#### Aim:
Rewrite the stretch of the data from the line containing "Where can you see the flat" through the line containing "[[109, 147], [75, 257]]", both included, keeping every request line unchanged and scaling each x and y coordinate in the answers by 1.55, rounded to the nearest whole number with halves rounded up. Reproduce only these lines.

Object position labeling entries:
■ ■ ■ ■ ■ ■ ■

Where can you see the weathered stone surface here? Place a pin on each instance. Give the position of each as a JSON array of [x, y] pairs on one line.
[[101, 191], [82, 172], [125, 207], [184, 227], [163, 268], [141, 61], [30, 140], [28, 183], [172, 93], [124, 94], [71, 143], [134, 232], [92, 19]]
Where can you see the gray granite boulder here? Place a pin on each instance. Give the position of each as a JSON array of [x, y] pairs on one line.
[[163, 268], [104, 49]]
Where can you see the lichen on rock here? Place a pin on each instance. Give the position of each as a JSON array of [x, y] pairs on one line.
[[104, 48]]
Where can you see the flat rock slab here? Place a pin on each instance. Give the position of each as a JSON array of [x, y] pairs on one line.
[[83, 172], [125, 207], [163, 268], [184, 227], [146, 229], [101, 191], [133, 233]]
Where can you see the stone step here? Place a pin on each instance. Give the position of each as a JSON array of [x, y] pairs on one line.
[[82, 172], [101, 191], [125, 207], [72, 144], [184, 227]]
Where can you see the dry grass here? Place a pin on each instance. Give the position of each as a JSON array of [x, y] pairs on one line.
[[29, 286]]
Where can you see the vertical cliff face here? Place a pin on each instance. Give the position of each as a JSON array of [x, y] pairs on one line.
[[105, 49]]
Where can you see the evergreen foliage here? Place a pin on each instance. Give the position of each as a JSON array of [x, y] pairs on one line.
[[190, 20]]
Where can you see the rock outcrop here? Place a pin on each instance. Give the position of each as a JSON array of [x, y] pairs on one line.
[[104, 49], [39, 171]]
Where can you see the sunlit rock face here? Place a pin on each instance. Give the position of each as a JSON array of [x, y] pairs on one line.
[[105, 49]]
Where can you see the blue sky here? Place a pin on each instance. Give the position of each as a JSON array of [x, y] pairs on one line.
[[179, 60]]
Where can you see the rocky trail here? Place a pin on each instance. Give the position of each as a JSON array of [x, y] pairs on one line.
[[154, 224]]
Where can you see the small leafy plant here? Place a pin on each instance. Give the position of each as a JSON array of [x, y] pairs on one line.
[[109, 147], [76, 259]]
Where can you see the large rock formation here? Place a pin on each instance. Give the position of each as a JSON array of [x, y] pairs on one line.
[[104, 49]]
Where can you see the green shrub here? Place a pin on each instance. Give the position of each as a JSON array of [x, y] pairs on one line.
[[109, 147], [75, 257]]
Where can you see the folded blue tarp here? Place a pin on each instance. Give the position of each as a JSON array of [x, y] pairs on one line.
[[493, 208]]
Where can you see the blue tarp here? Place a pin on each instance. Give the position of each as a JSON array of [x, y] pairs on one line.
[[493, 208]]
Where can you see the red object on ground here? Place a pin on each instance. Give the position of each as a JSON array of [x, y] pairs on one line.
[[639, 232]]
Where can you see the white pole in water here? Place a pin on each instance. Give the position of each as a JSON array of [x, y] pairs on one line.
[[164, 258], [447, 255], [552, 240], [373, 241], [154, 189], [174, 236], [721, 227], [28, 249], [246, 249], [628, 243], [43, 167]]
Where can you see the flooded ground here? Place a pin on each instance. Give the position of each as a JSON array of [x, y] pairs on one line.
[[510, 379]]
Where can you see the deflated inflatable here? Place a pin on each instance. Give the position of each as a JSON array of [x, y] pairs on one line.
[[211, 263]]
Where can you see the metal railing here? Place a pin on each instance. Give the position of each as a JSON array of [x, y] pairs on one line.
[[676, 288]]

■ ■ ■ ■ ■ ■ ■

#### Answer to the task:
Where can you see the flat rock slab here? Place a pin on each instance. Give the position of each as a JSON array of [x, y] pairs on one line.
[[129, 267], [194, 321], [253, 415], [285, 352], [226, 355], [157, 296], [206, 361]]
Where can you see the stone step here? Place a pin on each instance. Give the position of each as a JSON array of [x, y] pairs on one line.
[[127, 267], [157, 296], [194, 321], [112, 223], [285, 352]]
Where can you see the dry grass here? Place a pin on each instance. Give the position of each as a JSON array of [x, y] pairs on one line.
[[45, 443]]
Where can you see the vertical cliff face here? Place a pin on each instance. Give the position of each as a JSON array of [x, y] pairs on one line.
[[163, 76]]
Where can you see the evergreen foliage here? Place a pin on each instance. Give the position of each as a JSON array of [x, y] pairs on one line.
[[295, 31]]
Where can you see the rock outcrop here? Place a pin on each instance. Give the position of each as a JSON array of [x, y] pairs on one line.
[[161, 76], [60, 265]]
Where can you see the sunlit rock face here? Place a pin on each instance. Give the position of each as a JSON array of [x, y] pairs on one line.
[[163, 76]]
Where can you see the blue sky here? Place a pin on each instance. Give the position of each as a JSON array of [x, y] pairs on one line.
[[277, 93]]
Where can you see the rocky trail here? Place a pin on each instance. Give the position of each as a JSON array of [x, y] pairs on one line.
[[239, 347]]
Where can you see the small leafy plant here? Place a pin on each instance. Give the position of each as a JSON array of [x, y] pairs on one line.
[[169, 228], [118, 401]]
Where can you see the large rock formation here? Place a pin on each instance. Give the position of each as a JSON array of [x, y] pairs on one line.
[[161, 76]]
Where can you see the green shrub here? Place a pin on each instance. Give the position of each as a JSON array of [x, y] pairs on one line.
[[169, 228], [116, 398]]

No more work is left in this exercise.